The problem.
Check each line of the records below and collect those that include the word "blue".

[Natural language region descriptions]
——

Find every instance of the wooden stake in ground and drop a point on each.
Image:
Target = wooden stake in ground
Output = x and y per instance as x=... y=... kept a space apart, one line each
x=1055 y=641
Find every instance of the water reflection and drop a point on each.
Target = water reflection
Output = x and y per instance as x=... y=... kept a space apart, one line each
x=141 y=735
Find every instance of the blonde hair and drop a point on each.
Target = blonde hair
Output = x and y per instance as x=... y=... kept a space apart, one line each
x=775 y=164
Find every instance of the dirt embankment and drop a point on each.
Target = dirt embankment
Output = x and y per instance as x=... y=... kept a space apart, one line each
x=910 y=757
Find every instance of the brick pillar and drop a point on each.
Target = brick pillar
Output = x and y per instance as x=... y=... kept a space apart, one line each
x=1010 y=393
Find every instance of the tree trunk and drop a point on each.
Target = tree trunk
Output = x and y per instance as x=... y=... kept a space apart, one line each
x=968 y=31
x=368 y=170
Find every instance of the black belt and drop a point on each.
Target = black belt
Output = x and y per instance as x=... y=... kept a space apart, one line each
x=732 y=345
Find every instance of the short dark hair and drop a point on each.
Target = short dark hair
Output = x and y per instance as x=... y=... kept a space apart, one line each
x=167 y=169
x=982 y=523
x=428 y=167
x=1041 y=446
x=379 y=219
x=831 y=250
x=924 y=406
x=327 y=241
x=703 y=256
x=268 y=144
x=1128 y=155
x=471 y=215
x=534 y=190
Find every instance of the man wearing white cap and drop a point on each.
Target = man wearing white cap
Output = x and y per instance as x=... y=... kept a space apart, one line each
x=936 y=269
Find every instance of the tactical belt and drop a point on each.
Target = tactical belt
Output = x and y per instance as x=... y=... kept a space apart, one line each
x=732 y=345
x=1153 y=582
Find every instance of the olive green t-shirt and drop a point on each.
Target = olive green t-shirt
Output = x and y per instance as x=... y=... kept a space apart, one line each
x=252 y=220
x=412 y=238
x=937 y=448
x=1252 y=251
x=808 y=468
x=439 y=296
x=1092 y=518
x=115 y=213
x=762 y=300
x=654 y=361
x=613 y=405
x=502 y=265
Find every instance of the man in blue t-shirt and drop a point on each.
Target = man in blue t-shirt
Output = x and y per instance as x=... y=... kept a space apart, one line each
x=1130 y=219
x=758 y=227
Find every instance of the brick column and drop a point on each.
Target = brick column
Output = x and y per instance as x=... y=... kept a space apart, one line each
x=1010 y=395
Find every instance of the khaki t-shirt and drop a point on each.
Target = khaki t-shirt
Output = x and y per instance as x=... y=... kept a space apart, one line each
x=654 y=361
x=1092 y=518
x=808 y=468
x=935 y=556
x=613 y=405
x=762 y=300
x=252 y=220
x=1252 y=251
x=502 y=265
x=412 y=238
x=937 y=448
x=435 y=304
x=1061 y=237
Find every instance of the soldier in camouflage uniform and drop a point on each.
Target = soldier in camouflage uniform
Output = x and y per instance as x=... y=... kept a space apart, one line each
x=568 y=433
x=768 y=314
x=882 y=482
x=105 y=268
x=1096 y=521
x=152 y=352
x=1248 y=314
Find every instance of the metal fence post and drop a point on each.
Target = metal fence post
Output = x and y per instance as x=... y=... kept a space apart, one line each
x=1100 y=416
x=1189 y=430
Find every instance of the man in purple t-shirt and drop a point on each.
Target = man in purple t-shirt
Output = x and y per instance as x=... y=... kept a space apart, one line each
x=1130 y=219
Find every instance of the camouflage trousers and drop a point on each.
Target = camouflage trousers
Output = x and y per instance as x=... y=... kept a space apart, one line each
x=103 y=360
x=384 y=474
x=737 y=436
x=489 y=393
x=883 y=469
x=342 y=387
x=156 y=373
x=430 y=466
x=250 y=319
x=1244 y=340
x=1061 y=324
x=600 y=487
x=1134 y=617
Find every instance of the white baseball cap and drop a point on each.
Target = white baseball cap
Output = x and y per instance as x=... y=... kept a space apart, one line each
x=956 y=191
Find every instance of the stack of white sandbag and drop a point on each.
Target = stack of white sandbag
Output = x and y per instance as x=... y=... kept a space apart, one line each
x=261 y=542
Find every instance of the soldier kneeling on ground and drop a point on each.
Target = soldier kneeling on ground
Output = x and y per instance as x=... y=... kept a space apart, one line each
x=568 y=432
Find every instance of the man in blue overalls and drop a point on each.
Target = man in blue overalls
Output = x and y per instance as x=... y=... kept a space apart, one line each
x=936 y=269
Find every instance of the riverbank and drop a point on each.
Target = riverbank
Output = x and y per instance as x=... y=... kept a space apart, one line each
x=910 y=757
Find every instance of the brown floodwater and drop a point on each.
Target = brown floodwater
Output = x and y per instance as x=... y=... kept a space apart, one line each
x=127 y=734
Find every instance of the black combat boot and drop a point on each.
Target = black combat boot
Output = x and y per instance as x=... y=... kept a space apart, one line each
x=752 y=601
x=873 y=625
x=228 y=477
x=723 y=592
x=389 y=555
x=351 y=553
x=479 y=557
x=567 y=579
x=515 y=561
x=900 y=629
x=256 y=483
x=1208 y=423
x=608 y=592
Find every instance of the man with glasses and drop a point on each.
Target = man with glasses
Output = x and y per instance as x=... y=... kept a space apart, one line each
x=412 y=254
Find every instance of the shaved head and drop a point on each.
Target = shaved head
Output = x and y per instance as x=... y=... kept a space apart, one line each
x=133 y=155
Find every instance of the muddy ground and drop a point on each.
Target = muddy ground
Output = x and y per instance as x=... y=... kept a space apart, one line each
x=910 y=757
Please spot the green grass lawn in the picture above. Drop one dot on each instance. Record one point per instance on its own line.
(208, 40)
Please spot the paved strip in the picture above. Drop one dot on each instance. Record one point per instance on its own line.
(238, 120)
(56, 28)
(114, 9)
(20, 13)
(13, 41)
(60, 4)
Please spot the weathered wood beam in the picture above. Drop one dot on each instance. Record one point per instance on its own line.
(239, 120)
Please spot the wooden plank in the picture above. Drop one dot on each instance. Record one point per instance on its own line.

——

Solution to this task.
Find every instance of the man in blue t-shirt and drop a point on each.
Target = man in blue t-shirt
Find every instance of the man in blue overalls and drop a point on each.
Target = man in blue overalls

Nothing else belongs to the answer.